Pick out every line in the entries below that contains the word "clicks", and copy each one.

[Segmentation mask data]
---*---

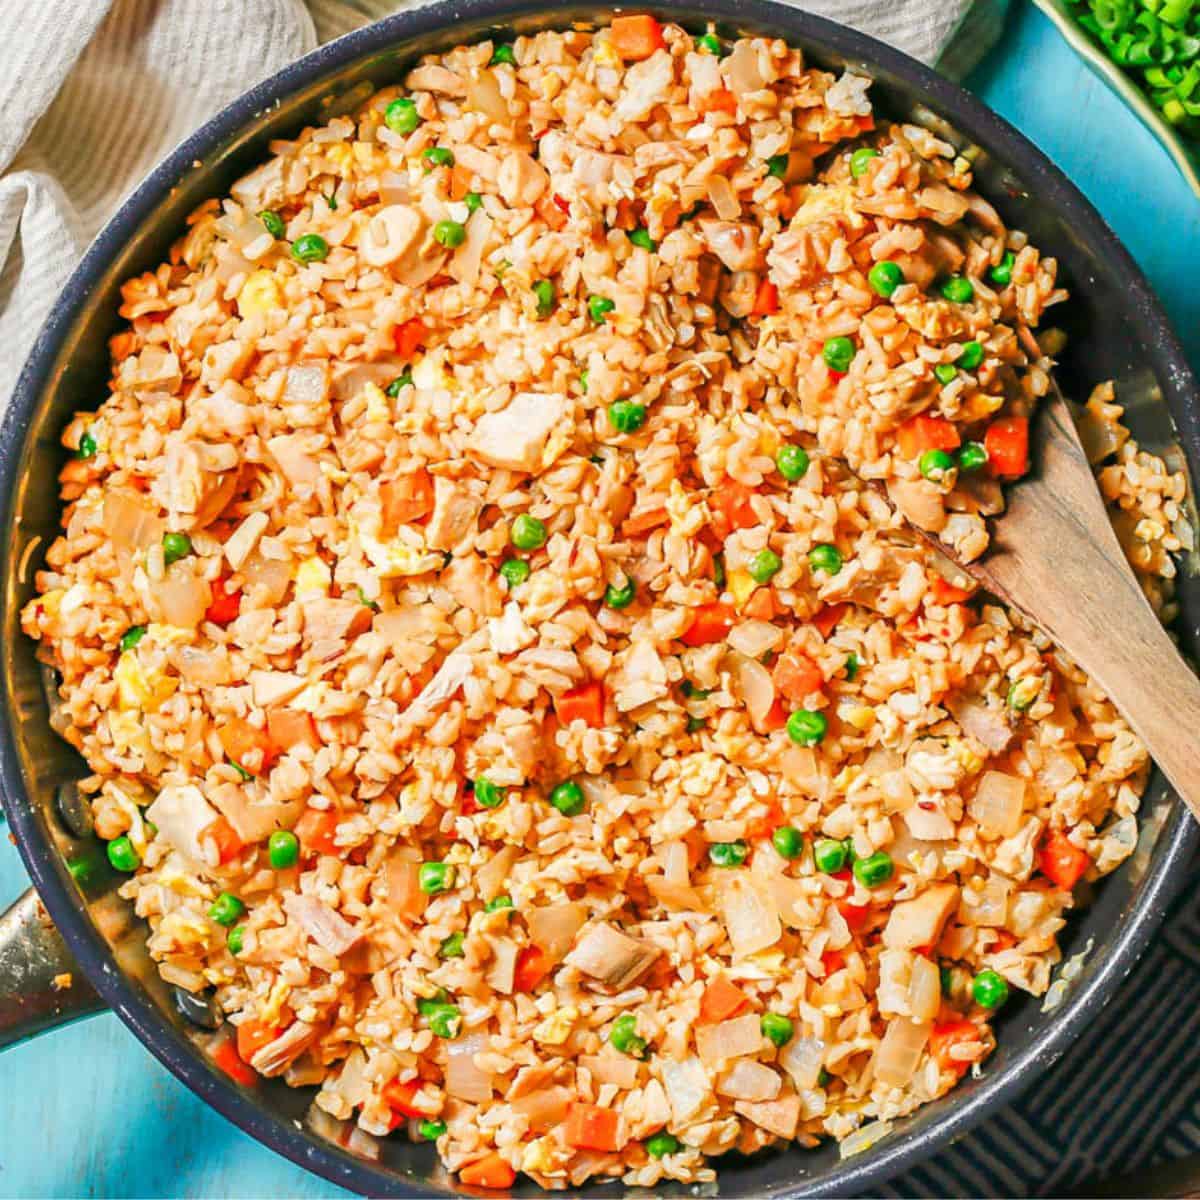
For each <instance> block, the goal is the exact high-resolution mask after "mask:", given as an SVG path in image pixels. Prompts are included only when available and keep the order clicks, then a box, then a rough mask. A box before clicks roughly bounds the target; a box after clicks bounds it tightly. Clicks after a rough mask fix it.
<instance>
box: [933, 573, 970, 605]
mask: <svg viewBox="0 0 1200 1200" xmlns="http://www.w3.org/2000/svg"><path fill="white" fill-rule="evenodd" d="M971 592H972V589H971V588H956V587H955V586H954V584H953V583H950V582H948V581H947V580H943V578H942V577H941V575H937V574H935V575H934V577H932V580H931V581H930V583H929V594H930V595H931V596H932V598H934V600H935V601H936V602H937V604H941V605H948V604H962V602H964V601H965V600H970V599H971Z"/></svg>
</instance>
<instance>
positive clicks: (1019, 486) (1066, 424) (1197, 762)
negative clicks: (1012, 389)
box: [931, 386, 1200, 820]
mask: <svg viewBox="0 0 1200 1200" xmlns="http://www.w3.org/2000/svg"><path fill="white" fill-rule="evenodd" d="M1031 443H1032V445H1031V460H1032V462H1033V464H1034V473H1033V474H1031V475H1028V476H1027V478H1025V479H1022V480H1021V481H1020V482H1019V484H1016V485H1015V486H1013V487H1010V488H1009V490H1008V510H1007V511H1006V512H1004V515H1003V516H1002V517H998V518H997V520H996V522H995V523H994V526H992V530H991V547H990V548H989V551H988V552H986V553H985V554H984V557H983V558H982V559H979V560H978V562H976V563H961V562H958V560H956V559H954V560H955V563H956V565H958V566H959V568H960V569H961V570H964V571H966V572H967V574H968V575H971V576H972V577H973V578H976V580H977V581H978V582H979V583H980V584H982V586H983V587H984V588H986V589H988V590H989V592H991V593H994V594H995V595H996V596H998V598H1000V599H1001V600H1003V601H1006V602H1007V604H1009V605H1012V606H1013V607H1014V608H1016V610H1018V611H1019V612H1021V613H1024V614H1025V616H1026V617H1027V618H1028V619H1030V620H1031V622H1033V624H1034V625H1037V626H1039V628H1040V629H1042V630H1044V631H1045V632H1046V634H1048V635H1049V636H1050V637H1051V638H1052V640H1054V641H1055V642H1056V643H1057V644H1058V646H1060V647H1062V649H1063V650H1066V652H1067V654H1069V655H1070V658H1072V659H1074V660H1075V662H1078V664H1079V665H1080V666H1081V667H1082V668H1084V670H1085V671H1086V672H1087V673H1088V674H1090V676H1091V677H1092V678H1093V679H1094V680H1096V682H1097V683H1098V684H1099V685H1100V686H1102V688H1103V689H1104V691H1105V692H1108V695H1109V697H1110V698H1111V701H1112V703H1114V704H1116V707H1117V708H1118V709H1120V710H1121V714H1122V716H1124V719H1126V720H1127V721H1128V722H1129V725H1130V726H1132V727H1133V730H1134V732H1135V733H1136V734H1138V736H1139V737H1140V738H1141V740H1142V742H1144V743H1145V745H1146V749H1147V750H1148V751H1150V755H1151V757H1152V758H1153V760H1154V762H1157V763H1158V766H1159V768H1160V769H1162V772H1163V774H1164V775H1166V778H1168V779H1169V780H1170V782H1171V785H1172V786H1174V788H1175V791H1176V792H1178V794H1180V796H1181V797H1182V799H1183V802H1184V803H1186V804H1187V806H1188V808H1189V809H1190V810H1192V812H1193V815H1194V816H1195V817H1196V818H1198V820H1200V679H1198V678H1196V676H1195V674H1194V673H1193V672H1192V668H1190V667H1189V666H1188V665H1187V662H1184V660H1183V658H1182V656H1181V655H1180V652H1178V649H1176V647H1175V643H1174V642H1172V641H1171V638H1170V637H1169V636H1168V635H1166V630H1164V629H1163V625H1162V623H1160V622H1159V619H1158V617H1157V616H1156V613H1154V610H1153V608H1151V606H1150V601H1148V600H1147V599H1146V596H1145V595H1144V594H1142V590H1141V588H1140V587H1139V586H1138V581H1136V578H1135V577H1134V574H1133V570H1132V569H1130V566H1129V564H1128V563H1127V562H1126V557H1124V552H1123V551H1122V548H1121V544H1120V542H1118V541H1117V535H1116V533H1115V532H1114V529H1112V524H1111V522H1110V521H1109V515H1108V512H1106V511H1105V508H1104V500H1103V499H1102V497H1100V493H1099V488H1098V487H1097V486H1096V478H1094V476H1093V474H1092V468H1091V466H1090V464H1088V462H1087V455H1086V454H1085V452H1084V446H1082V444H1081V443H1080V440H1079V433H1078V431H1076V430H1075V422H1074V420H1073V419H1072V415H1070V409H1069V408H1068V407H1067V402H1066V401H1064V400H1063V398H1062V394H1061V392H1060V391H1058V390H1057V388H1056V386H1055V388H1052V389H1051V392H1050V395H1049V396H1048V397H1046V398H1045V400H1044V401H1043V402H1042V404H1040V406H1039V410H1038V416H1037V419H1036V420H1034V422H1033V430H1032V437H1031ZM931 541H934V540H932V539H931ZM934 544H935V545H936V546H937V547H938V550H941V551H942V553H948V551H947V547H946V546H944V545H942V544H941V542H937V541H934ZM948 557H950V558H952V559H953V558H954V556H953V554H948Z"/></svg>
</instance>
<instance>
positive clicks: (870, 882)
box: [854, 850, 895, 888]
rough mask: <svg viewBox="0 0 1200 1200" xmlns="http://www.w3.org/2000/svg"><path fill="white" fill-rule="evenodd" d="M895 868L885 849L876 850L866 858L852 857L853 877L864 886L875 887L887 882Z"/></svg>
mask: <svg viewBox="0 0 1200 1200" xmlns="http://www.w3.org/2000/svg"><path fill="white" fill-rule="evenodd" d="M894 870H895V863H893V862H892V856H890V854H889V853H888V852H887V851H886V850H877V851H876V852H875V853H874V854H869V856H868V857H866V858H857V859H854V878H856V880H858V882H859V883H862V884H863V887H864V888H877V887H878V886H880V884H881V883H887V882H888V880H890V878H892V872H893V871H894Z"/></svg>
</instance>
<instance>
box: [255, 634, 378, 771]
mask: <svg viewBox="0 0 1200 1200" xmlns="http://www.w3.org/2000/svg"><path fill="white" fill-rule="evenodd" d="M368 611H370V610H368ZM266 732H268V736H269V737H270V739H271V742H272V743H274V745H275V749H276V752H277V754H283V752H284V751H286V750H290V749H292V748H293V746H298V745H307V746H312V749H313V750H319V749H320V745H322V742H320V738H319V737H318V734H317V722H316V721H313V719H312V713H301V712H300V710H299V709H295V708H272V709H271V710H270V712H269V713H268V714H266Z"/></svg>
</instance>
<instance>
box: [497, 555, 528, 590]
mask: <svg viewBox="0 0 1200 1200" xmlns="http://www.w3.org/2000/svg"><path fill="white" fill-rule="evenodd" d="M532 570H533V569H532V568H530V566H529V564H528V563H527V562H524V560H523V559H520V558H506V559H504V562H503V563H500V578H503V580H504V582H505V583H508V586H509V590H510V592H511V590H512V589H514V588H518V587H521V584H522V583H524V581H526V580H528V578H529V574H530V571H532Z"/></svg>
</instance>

---*---

Response below:
For each <instance> block, the goal is the exact high-resolution mask after "mask:", given as an SVG path in image pixels. Prompts are included only when available and keep the order clicks, then a box, then a rough mask. A box before clicks roughly bounds the target; a box after clicks bounds it tightly. Clicks after a rough mask fix it.
positive clicks: (1019, 486) (1066, 424) (1197, 762)
negative clicks: (1012, 389)
positive clicks: (870, 882)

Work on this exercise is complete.